━━━━━ QUELLENAUSZUG

Virologen werden jetzt beinahe wie Popstars hofiert. Rührt der Personenkult daher, dass Journalisten den Virologen blind vertrauen, weil die meisten selber nichts von Virologie verstehen?  
Ja und nein. Das Bedürfnis, Stars zu kreieren, hat ja auch was mit der Aufmerksamkeitsökonomie zu tun. Die Bereitschaft, Experten zu vertrauen, wenn man selbst keine Expertise hat, ist vermutlich auch bei Journalisten groß. Dieses Ausgeliefertsein ist aber etwas, was wir mit mehr Demut kommunizieren sollten. 

Um die Dynamik der Pandemie zu verstehen und um einzuordnen, ob Schutzmaßnahmen verhältnismäßig sind, müsste man nicht nur Virologie und Epidemiologie studiert haben, sondern am besten auch noch Mathe und Statistik. Die meisten Journalisten haben aber Geistes- oder Gesellschaftswissenschaften studiert. Was bedeutet das für die Berichterstattung? 
Ich habe mir schon in den 80er Jahren den Mund fusselig geredet: Wir brauchen in den Redaktionen mehr Naturwissenschaftler. Die meisten Wissenschaftsressorts wurden aber kaputtgespart. Die Redaktionen sind kaum noch dafür ausgerüstet, um über ein Thema zu reden, bei dem es um Leben und Tod geht. Letztlich sind sie den PR-Abteilungen des Forschungsbetriebs ausgeliefert.

Im Fokus der Öffentlichkeit stehen jetzt die beiden Virologen Christian Drosten und Hendrik Streeck. Zwischen ihnen ist ein Wettstreit um den richtigen Weg entbrannt. Noch weiß niemand, welcher Kurs der richtige ist. Ist es da nicht ziemlich gefährlich, sich für den einen oder anderen zu entscheiden? 
Ich würde sagen, solange ich nicht durch eigene Recherche bestätigen kann, dass der eine Recht und der andere Unrecht hat, muss ich beide Sichtweisen abbilden und darauf vertrauen, dass die Leute, die mehr wissen wollen, auf eigene Faust recherchieren.  

88 Prozent der Deutschen sind noch immer für die Ausgangsbeschränkungen. Dabei sind schon Millionen arbeitslos oder können nicht arbeiten, weil Kitas und Grundschulen noch geschlossen sind. Was sagt das über die Berichterstattung aus?

━━━━━━━━━━
━━━━━ VORLIEGENDE EINTRÄGE

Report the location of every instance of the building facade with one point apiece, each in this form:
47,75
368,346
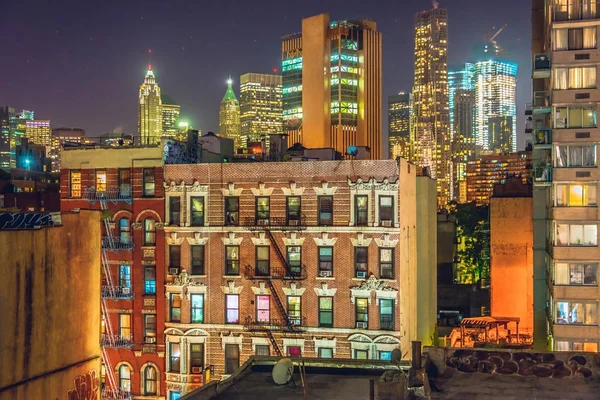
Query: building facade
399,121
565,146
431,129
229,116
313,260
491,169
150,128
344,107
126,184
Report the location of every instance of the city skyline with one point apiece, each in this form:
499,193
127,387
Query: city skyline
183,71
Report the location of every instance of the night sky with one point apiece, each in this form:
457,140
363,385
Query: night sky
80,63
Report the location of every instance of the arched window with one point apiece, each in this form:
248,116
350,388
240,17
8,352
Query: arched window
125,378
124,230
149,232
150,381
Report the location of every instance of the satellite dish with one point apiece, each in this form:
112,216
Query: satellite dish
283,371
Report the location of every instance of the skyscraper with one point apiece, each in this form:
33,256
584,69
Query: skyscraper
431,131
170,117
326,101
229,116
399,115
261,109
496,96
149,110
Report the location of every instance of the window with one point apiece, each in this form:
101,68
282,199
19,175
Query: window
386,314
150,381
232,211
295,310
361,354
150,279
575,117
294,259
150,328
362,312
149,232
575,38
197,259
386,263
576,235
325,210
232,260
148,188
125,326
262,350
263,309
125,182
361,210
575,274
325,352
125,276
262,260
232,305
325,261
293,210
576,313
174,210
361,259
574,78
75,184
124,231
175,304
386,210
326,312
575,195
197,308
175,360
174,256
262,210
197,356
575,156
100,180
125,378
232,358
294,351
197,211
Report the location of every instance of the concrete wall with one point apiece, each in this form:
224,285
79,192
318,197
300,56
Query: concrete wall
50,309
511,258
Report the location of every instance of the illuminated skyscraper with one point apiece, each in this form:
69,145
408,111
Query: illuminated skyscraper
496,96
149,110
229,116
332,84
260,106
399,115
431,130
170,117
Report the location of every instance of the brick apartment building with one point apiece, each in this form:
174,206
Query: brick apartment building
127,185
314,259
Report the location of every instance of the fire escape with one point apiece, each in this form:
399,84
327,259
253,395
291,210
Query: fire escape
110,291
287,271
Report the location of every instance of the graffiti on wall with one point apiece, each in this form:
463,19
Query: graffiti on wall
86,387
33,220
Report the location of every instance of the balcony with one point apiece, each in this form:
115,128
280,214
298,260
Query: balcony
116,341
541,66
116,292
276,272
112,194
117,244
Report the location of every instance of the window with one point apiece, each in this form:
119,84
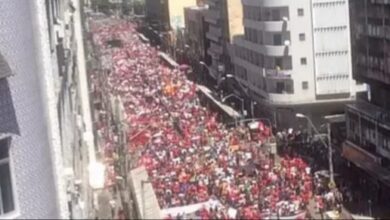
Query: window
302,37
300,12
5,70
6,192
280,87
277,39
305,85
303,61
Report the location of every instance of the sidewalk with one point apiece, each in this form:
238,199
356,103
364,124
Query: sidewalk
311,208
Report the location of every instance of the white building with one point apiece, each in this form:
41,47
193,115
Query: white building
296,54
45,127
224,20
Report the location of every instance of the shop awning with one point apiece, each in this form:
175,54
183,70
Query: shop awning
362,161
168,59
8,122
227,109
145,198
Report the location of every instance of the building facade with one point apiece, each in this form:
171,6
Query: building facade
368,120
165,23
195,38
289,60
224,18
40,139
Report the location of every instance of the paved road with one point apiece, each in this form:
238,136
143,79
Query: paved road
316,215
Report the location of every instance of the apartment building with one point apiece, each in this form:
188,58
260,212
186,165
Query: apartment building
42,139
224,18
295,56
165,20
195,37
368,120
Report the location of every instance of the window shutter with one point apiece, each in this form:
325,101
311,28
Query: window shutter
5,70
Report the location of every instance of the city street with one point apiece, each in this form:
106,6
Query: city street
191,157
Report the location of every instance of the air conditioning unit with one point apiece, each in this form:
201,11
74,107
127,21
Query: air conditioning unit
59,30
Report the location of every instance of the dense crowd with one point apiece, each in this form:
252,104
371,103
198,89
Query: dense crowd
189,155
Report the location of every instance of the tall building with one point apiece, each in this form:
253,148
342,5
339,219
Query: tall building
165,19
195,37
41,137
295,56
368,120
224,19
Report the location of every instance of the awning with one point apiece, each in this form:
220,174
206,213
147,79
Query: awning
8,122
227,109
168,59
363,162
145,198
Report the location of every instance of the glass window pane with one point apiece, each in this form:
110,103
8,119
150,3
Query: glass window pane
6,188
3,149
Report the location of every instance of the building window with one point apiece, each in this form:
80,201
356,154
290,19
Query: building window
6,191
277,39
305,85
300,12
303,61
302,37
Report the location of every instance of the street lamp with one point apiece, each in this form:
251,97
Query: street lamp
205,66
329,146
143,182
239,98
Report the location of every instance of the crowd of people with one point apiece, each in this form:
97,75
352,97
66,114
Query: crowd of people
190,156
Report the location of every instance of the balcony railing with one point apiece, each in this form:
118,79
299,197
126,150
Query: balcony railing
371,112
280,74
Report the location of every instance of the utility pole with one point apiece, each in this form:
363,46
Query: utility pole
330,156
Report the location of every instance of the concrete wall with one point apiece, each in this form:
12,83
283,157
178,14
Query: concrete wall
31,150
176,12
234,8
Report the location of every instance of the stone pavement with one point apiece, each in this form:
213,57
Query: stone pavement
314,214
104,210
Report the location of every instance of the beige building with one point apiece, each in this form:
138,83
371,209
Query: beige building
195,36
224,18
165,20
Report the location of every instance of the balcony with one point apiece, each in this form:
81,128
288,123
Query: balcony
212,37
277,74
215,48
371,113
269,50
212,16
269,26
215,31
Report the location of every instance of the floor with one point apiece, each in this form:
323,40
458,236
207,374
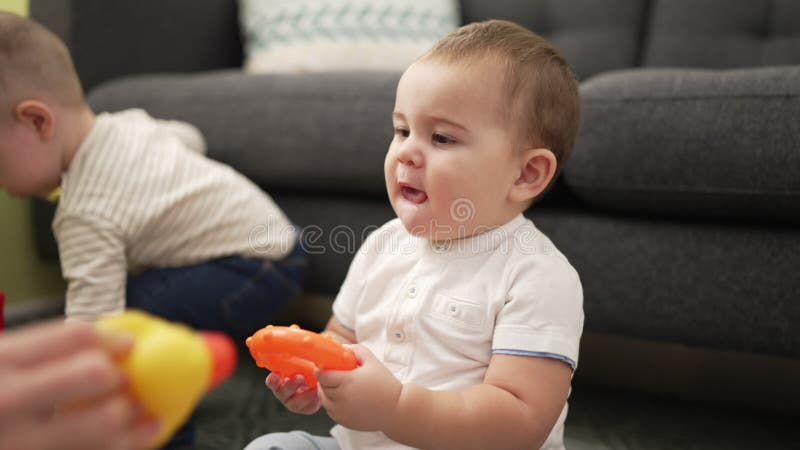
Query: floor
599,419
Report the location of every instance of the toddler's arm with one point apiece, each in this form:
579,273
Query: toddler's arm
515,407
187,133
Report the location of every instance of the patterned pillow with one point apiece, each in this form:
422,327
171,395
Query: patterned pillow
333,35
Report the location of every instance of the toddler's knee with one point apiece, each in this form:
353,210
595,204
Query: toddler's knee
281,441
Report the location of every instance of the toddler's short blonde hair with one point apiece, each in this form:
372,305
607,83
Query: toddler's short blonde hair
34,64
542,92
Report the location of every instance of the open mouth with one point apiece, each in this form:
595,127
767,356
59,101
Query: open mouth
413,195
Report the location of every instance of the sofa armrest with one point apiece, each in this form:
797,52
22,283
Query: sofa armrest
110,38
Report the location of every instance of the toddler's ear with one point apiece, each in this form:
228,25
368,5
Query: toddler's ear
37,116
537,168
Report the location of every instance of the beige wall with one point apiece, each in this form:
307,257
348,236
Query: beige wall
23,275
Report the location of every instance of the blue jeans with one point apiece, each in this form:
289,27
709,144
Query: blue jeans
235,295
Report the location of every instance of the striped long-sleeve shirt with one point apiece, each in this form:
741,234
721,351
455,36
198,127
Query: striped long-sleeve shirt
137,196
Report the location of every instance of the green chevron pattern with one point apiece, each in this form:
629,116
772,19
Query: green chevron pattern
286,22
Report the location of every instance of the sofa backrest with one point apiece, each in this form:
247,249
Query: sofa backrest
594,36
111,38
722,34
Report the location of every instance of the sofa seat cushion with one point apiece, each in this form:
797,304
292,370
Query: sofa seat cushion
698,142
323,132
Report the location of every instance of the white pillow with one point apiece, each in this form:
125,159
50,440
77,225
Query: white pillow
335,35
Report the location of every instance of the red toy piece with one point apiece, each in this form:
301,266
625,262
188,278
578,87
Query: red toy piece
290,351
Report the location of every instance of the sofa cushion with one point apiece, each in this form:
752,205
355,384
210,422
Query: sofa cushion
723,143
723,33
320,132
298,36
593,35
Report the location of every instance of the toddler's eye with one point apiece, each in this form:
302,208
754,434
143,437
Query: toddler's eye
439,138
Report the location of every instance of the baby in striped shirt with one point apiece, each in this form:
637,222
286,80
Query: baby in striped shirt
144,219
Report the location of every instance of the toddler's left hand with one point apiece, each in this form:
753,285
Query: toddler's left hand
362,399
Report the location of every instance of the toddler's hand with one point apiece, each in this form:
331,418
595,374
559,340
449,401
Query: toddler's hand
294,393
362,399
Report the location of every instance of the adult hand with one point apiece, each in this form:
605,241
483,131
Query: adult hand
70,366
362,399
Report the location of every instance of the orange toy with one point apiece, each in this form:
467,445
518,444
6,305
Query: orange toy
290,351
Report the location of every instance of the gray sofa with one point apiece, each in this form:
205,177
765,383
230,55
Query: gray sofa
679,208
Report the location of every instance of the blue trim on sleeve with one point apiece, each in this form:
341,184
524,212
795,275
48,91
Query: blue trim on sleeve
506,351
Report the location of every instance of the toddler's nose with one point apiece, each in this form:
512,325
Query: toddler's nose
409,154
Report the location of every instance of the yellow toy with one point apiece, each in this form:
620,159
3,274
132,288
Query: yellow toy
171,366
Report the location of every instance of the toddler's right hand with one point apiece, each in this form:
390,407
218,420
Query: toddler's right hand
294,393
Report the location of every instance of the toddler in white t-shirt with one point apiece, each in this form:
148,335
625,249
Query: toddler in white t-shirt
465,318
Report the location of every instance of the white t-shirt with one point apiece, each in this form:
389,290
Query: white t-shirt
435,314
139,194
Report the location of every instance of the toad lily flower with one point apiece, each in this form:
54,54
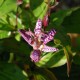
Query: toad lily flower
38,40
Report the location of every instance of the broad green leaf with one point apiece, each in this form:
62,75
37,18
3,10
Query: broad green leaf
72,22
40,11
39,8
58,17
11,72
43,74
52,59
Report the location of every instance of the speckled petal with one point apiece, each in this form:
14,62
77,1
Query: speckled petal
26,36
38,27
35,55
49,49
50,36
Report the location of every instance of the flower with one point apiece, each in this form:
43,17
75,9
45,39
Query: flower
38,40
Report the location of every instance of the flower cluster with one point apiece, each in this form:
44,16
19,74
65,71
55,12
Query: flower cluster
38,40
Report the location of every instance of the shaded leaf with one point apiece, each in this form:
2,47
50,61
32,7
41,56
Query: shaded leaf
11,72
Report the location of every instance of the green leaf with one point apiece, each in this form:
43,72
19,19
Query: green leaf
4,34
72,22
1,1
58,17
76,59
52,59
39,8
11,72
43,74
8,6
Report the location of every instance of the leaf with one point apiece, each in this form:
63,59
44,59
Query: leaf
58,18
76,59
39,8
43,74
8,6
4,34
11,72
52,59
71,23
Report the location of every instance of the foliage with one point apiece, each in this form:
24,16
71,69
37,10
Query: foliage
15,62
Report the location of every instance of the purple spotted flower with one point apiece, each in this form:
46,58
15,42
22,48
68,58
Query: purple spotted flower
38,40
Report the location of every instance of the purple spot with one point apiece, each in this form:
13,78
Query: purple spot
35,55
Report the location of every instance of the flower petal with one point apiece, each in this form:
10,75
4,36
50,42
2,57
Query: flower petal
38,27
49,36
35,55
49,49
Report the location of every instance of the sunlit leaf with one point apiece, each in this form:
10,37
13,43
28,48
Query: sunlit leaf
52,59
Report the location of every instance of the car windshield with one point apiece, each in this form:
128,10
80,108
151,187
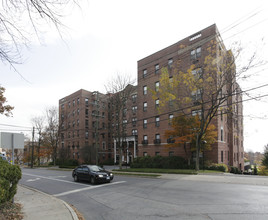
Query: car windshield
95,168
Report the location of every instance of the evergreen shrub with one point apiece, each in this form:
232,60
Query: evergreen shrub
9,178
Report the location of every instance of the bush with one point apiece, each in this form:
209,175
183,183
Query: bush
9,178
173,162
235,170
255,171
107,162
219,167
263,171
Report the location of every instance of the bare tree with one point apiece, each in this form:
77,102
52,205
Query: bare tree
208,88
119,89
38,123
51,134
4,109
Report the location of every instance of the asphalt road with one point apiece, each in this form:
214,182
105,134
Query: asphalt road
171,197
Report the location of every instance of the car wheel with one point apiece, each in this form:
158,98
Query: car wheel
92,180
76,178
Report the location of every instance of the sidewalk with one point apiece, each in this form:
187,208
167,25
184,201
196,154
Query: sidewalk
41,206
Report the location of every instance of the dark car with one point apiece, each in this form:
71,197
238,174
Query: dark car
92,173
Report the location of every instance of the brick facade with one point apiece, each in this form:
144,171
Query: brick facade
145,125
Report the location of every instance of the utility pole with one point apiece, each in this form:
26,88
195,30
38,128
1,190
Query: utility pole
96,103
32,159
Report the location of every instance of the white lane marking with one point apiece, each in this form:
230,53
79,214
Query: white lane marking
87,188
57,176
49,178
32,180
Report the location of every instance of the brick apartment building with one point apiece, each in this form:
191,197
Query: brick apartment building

━━━━━━━━━━

• _AUFGABE_
Was hat die befragte Person laut dem Quellenauszug schon in den 80er Jahren gefordert?

• _LÖSUNG_
Gefordert wurden mehr Naturwissenschaftler in den Redaktionen.